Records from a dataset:

Start

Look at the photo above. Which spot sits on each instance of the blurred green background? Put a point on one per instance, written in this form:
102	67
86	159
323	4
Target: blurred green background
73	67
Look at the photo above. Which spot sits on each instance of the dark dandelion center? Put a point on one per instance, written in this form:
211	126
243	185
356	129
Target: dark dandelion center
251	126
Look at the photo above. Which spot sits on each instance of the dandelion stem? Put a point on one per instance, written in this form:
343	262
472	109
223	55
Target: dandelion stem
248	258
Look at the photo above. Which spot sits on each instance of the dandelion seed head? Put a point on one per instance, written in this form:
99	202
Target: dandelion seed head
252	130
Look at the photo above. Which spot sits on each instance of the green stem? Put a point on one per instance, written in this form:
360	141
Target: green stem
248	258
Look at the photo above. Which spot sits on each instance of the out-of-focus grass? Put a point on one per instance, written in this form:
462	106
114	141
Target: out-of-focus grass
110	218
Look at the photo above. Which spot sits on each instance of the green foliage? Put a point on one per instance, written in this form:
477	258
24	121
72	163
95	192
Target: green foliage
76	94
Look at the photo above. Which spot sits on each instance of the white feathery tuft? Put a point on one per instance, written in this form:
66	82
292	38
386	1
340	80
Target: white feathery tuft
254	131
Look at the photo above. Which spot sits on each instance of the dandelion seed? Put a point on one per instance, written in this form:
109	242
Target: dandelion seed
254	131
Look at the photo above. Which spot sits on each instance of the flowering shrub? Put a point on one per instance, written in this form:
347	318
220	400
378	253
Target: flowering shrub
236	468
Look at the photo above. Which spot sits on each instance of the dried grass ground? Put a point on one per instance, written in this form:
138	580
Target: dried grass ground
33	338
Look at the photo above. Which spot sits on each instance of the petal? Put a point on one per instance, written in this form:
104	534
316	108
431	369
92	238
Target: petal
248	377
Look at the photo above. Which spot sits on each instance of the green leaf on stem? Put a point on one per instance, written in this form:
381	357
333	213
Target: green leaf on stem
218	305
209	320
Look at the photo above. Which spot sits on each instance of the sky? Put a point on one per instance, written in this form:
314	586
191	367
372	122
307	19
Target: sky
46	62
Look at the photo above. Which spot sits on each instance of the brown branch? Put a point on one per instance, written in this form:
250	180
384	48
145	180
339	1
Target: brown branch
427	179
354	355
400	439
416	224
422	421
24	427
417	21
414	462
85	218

End

■ Short task
From the first line to the last, retype the data exactly.

■ Answer to the problem
Look at the photo above. Which spot sits on each instance of the blurred green background? Put a point on one per instance, written in this form:
102	67
86	159
323	4
Target: blurred green background
73	67
Look at the photo above. Which spot sits on each instance of the dark dandelion center? Put a point on one per instance, written in this form:
211	126
243	185
356	129
Target: dark dandelion center
251	126
Look at the photo above. Which spot sits on each instance of the dandelion stem? Put a point on one per instance, written in this form:
343	262
472	109
223	55
Target: dandelion stem
248	258
Look at the photo above. Which spot sits on each instance of the dandelion seed head? Put a point on one per instance, written in this form:
99	202
Target: dandelion seed head
252	130
Look at the photo above. Which spot sits on each instance of the green stem? Put a point on one per instance, written in this form:
360	141
Target: green stem
248	258
Look at the photo above. Which spot sits on each instance of the out-of-focus grass? Put a point on one per instance, written in this form:
462	106
114	141
Target: out-of-focus grass
110	218
Look at the photo above. Which spot sits on each instance of the green foliage? Put a point on one per instance, written in this form:
477	258
24	121
72	163
95	192
Target: green foliage
76	94
Look at the photo above. Which spot sits on each instance of the white feathery tuft? Put a point on one per instance, written in this form:
66	82
292	38
386	1
340	80
Target: white feathery tuft
254	131
Look at the photo above. Which spot sits on each instance of the dandelion seed? Put a point on one per instance, written in this form:
109	242
Target: dandelion seed
254	131
Look at the photo above. Which spot sits on each instance of the flowering shrub? Put a point on one per instance, written in this form:
347	318
220	400
378	253
Target: flowering shrub
236	468
Look at the photo above. Which spot sits on each instance of the dried grass ground? Put a point on one per instance, written in this form:
138	580
Target: dried grass ground
33	338
Look at the photo above. Which spot sits on each instance of the petal? Put a point on one per instance, written in this form:
104	534
316	108
431	369
92	238
Target: petal
248	377
Look at the photo above. Which spot sits on each instance of the green leaf on stem? Put a point on one per instance, written in this form:
381	357
333	213
Target: green leaf on stem
218	305
209	320
Look at the photo above. Which spot sits on each instance of the sky? Put a point on one per instance, written in this form:
314	586
191	367
372	122
307	19
Target: sky
46	62
Look at the photo above. Which spot sits on each instance of the brown branch? Put a point on one per instance, written in this form:
250	180
384	48
145	180
339	1
Target: brown branch
427	179
354	355
400	439
416	224
422	421
24	427
417	21
414	462
85	218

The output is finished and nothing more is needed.